*** RECORDS SUPPLIED Section Begins ***

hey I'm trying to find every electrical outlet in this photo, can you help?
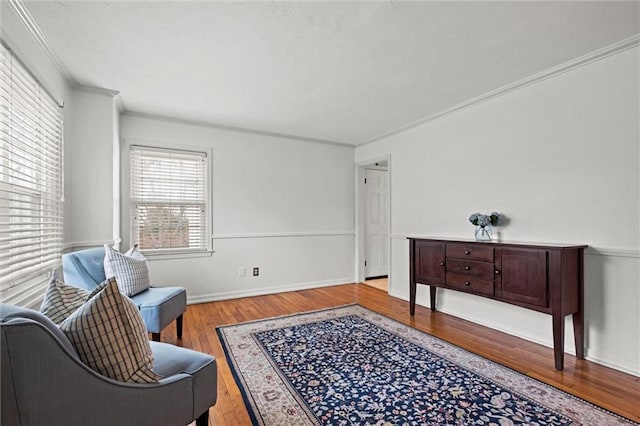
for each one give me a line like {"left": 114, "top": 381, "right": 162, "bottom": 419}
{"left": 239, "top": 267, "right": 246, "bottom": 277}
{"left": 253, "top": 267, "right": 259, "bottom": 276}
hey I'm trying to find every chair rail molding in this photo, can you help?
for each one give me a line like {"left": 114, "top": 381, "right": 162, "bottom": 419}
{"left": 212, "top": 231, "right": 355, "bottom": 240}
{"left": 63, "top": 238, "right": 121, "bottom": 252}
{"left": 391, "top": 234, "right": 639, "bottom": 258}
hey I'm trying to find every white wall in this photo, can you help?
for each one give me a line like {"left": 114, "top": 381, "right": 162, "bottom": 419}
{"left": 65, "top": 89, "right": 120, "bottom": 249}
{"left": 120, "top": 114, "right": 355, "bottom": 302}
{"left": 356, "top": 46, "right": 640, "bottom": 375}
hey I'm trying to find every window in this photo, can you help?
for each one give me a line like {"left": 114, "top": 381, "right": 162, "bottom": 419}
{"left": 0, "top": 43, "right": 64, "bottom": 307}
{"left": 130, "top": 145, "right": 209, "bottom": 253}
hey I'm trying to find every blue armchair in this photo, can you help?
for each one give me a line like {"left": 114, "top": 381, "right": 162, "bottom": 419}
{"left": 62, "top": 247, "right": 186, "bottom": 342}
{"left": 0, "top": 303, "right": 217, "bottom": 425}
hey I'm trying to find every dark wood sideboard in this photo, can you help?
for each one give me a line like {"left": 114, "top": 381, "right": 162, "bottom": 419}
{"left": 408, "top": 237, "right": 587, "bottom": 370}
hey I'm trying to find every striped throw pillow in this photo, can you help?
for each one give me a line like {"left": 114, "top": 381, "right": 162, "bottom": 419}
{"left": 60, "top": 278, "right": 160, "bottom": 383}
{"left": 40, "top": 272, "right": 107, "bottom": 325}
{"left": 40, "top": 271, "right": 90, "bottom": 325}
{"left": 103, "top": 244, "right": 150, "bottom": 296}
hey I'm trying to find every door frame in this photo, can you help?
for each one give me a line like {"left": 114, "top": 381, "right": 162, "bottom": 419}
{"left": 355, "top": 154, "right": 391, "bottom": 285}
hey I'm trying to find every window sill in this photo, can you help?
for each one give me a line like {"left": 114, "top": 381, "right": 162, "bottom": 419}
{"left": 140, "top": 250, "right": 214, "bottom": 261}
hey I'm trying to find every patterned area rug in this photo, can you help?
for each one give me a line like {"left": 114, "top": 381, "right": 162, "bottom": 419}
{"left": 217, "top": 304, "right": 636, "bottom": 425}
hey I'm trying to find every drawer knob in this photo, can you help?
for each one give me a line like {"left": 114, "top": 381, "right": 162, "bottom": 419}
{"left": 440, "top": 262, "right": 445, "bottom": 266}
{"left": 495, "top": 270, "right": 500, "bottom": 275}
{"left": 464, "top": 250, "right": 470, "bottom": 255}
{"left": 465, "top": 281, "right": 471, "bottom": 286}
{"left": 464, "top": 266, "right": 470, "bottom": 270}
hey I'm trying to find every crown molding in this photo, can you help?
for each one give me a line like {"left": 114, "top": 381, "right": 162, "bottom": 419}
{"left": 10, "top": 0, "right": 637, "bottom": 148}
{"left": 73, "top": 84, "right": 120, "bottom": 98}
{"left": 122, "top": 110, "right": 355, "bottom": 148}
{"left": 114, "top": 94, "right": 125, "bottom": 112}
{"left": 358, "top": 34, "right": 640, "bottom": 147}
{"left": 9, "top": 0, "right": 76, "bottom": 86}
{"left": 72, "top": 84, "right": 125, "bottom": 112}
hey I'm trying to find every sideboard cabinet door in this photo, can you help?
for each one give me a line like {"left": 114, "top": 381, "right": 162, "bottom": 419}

*** RECORDS SUPPLIED Section Ends ***
*** RECORDS SUPPLIED Section Begins ***

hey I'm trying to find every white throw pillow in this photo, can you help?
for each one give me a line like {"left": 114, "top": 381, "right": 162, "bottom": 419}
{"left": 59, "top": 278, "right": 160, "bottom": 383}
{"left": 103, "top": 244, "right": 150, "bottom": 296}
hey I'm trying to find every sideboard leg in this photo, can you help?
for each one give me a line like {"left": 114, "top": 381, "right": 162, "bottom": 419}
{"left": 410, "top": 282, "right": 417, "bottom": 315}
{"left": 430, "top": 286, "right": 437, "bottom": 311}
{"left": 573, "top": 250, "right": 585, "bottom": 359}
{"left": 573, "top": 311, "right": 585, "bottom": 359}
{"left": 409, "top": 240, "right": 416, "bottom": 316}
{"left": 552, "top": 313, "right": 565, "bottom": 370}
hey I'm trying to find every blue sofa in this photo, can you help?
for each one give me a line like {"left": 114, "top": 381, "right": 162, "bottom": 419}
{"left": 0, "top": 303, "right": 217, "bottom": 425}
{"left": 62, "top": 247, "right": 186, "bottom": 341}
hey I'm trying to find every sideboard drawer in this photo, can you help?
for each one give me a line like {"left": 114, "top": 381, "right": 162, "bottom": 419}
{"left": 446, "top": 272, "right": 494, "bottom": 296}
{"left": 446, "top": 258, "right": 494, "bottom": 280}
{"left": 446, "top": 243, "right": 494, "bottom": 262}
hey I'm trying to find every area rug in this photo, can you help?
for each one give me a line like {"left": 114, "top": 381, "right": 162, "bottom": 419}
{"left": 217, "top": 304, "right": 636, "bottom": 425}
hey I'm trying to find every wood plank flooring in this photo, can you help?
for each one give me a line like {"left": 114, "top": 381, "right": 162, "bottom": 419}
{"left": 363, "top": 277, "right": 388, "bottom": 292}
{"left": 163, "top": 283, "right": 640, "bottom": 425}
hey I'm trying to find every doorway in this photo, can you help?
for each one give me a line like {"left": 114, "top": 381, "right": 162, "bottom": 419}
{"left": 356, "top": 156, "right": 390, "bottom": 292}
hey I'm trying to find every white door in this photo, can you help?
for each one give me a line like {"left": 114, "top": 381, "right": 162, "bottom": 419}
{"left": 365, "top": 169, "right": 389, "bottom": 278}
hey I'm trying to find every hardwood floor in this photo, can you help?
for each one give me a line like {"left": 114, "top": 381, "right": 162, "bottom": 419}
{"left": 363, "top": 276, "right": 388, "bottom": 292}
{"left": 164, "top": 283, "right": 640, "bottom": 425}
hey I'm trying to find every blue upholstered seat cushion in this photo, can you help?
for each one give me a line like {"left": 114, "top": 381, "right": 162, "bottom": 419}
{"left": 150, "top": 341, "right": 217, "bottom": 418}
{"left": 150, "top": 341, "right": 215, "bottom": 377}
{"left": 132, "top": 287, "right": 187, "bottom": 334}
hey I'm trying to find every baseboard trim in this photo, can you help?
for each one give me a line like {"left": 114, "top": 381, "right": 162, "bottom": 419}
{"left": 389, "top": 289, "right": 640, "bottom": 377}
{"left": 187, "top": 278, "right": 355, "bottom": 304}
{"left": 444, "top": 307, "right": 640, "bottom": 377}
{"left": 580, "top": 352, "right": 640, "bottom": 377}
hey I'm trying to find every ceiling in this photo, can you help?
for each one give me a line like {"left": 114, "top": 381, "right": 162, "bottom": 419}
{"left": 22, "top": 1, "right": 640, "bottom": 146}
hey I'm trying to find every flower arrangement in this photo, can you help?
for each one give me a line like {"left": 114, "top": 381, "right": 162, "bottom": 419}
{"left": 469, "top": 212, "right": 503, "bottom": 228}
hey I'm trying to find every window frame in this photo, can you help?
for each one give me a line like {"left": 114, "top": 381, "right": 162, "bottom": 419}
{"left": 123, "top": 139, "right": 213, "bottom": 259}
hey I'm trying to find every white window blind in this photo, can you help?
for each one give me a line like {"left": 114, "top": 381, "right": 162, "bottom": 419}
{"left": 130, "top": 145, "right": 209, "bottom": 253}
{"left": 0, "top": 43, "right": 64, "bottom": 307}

*** RECORDS SUPPLIED Section Ends ***
*** RECORDS SUPPLIED Section Begins ***

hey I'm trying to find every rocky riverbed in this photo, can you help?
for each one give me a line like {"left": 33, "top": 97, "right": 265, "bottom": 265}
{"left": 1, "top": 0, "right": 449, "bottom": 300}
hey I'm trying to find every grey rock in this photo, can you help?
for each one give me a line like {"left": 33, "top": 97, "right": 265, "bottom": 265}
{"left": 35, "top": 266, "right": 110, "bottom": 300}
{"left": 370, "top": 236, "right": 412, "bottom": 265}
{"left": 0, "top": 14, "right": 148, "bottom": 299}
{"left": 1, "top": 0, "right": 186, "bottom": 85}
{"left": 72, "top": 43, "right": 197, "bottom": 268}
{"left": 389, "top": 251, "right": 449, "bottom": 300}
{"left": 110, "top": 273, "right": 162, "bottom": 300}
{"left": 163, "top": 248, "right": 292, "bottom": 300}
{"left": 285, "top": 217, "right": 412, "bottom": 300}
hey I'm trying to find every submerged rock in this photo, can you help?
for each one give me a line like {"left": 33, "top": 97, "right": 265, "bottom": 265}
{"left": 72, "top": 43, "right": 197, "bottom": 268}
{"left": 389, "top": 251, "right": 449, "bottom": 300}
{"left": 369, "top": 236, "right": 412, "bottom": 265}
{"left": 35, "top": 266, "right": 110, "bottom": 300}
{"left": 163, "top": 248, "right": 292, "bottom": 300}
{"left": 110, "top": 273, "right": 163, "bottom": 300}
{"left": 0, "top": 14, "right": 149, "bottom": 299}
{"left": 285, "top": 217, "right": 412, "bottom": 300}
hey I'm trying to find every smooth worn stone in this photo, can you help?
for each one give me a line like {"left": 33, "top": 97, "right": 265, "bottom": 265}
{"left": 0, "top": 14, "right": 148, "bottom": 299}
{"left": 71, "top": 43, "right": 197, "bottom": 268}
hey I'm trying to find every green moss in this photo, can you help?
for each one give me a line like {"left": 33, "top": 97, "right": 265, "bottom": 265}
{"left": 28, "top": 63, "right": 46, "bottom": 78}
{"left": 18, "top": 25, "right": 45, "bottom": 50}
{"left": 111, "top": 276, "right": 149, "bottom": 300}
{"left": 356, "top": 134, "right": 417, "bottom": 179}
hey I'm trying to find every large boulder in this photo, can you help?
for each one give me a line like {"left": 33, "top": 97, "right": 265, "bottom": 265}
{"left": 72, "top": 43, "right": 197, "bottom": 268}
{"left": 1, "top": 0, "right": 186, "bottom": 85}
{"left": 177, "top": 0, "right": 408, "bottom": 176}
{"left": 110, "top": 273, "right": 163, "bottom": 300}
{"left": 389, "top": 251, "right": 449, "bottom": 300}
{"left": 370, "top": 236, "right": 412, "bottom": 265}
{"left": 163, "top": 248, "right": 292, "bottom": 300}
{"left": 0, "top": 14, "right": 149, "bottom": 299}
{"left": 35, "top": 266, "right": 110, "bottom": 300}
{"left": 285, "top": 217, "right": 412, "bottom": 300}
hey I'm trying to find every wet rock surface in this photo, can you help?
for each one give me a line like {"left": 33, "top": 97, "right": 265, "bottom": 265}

*** RECORDS SUPPLIED Section Ends ***

WHAT YOU HAVE TO DO. Please give the number of lines in the data above where the word "frame" appears, and nothing besides.

REPLY TO THE TASK. 2